--- SUPPLIED TEXT ---
My two-year recovery was incubated within the wisdom of nature and a newfound community when I started Pilipinas Journal. While I was organizing and facilitating for others, I found the relief and courage to start again in their presence. I learned that no pain must be carried alone, just as our joys and blessings are best celebrated with others.
Burnout taught me that the practice of wellbeing is not linear nor solely personal, but circular and interconnected. Our wellbeing is linked with each other and not against one another. It is a dance of pakikipagkapwa (shared identity) that intertwines personal with community care, and advocates for pananagutan (accountability), kapatiran, and kagandahang loob. It is realizing the need to be tender to each other and to be critical on the systems we swim in. It is a continuous commitment to be more helpful instead of causing more harm.
I also realized that my wellness extends beyond my ego boundaries. Ginhawa (shared wellbeing) does not separate the self from kalikasan (environment). It is about living in harmony with my kapwa – people, plants, animals, and all living beings. It helped me remember and recognize that we can reroot back to an ancestral perspective where there is no separation between human beings and the natural world.
What are personal practices that you consistently have been carrying out that has been helping your wellbeing? How do you balance advocating for others' wellness aside from your own?
I constantly remind myself that my first role in the world is a human being. A human being who needs to breathe, bask under the sun, move her body, rest, connect with others, and play. Without these fundamentals, I wouldn't be able to sustain the work required to show up in the world and I’d risk losing what it means to truly live, rather than just exist.
Being alive is an immense gift and responsibility. But it takes a lot of sustained work to metabolize this state of enoughness, especially when culturally, our economy is powered by wanting and longing to be more and to accumulate more.
‘Sapat na’ is a liberating mindset I practice that grounds me on the truth that who we are is inherently enough. It is a source of abundance, acceptance, and renewal for my well-being that trickles to everything I do and everyone I meet. It sustains the fire and joy in my creative and advocacy works—whether through drawing, writing, or designing a new program for social impact. I am most creative when tapping into this mindset. In return, the creative work helps me transform tension, aches, and worries into beauty, new discoveries, and pathways to freedom.
Tell us about your advocacy, your work here, and what you all aim to do with it together.
I've been involved in the interconnected advocacies of mental health, climate justice, environmentalism, and human rights for 13 years. I feel that this culminated in starting Pilipinas Journal in 2021. I realized that education holds the key to empowering individuals to exercise their rights. It also weaves the seemingly disconnected issues, from environmental issues to inequality, that I want to help dissolve.
After teaching for three years and witnessing how colonialism persists in the education system, among other issues, I began to wonder about: how might revisiting indigenous knowledge, values, and biodiversity inform the way the Filipinos collectively dream and act towards positive change? Pilipinas Journal (School of Deliberative Futures then) was born to explore and experiment around this thought bubble in July 2021.

--- WORK TO DO ---
(a) In the interview about Pilipinas Journal, what name did Pilipinas Journal have when it began in July 2021?
(b) Pick up the interview about Pilipinas Journal after its last sentence and keep it going.

--- RAW DATA ---
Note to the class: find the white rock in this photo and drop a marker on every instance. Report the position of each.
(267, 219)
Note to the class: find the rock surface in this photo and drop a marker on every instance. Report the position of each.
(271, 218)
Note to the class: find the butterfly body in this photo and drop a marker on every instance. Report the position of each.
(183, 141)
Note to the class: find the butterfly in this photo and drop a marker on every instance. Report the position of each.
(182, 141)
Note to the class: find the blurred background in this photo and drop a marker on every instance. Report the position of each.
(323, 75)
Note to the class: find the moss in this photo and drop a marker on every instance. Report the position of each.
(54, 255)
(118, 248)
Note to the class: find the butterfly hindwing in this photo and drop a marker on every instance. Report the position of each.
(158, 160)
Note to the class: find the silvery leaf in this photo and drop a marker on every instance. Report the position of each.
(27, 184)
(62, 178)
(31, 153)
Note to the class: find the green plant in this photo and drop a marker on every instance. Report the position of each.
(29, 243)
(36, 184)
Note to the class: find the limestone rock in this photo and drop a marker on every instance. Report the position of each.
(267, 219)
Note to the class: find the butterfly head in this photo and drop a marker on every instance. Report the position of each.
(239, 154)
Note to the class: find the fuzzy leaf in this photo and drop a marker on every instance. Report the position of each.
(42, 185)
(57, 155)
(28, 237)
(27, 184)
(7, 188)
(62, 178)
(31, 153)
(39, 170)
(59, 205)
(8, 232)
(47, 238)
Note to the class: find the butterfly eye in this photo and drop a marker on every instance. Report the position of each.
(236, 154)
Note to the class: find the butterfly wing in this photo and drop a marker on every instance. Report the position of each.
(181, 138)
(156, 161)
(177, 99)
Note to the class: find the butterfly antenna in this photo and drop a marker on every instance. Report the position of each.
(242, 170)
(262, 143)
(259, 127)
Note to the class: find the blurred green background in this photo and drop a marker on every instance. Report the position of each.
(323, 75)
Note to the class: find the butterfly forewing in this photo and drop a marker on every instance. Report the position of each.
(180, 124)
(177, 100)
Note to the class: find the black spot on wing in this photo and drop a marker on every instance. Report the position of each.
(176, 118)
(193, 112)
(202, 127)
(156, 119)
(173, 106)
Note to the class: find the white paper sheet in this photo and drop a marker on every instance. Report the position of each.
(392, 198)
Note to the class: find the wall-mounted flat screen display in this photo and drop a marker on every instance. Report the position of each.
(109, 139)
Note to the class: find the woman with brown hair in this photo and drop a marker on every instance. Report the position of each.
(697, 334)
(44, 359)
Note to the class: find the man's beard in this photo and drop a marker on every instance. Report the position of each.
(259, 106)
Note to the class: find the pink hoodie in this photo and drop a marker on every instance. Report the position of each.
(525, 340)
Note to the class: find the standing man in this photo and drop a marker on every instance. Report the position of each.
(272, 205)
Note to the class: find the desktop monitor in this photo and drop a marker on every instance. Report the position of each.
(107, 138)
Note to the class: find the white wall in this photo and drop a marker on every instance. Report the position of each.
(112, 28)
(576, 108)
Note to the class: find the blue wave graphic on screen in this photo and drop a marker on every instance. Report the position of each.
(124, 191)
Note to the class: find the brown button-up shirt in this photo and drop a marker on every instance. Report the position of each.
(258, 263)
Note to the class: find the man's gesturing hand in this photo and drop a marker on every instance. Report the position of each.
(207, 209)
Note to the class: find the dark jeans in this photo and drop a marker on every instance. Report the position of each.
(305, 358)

--- ANSWERS FOR THIS EXERCISE ---
(a) School of Deliberative Futures

(b)
Today, Pilipinas Journal (PJ) explores how a culturally-relevant education can contribute towards a today and tomorrow that is maginhawa (shared wellbeing), mapag-alaga (caring), at makatarungan (socially just).
My hope in starting PJ is that we get to democratize and decolonize learning so we can support more people deliberately transform the present. Like many, I feel powerless at times with the recurring patterns of extraction, exploitation, and dependency we face as Filipinos. But through PJ, I want to present an alternative: that we have the power to create the culture we dream of, and to be part of practical utopias that are compassionate, meaningful, and healing.
I see my work as a gardener planting seeds of hope. I organize, facilitate, and design programs that put an emphasis on interconnectedness and the importance of community care and action.
Through PJ, I plant these seeds by sharing culturally relevant learning materials that rebuild our local knowledge systems and de-center colonial mindsets and habits. We also host learning experiences and community meet-ups that center connections at the heart of learning. These gatherings are an invitation to rediscover and reconnect with our personal and shared stories, as well as with the biodiversity and values of the islands that nurtured us.
With your aforementioned answer, what are current and future plans people could look forward to when involving communities in the Philippines? How could people give back to this space or get involved?
We’re cooking up more activities in the upcoming year and we’d love to invite you in our:
Tagpuan: Community Meet-Ups. These are community gatherings that restore connection with one another and with the planet, creating a shared space for dialogue, collaboration, and mutual support. This is for anyone who’d like a sneak peek into how we facilitate our events - PJ style!
Pamana: Learning Talks and Retreats. These are designed to reignite the joy and innate curiosity of learning. Learning Retreats are workshops, usually lasting a bit longer, that are perfect for people who enjoy making deeper connections with others. It’s a space to explore new ideas, think in fresh ways, and grow together in a supportive and welcoming environment.
Gabay Guro Program. Gabay Guro is our flagship program designed to assist community and public school educators in healing, strengthening their practices, and advancing their professional development. We are looking for people who can support the project by donating, volunteering, or offering expertise in workshops such as facilitators or project coordinators.
These are four reasons to connect with us:
If you're working to enhance your school or organization's impact on localization, quality education, or reducing inequalities, we welcome collaborations that help create deeper, more meaningful change.
If you're looking for a partner organization with shared values to collaborate on future events or initiatives, we'd love to explore ways to co-create transformative projects together.
If you’re a writer, photographer, or a creative looking to contribute to our Creator’s Network, helping amplify our mission to democratize and decolonize learning through the power of storytelling and creative expression.
If you’re ready to build a movement with us, that is focused on a today and tomorrow that is maginhawa, mapag-alaga (caring), at makatarungan (socially just).
If you’d like to explore how we can work together or simply have a chat, you can reach me at @pilipinasjournal on Facebook and Instagram or via email at hi.phjournal@gmail.com. I love reading messages and seeing what new ideas or questions come up.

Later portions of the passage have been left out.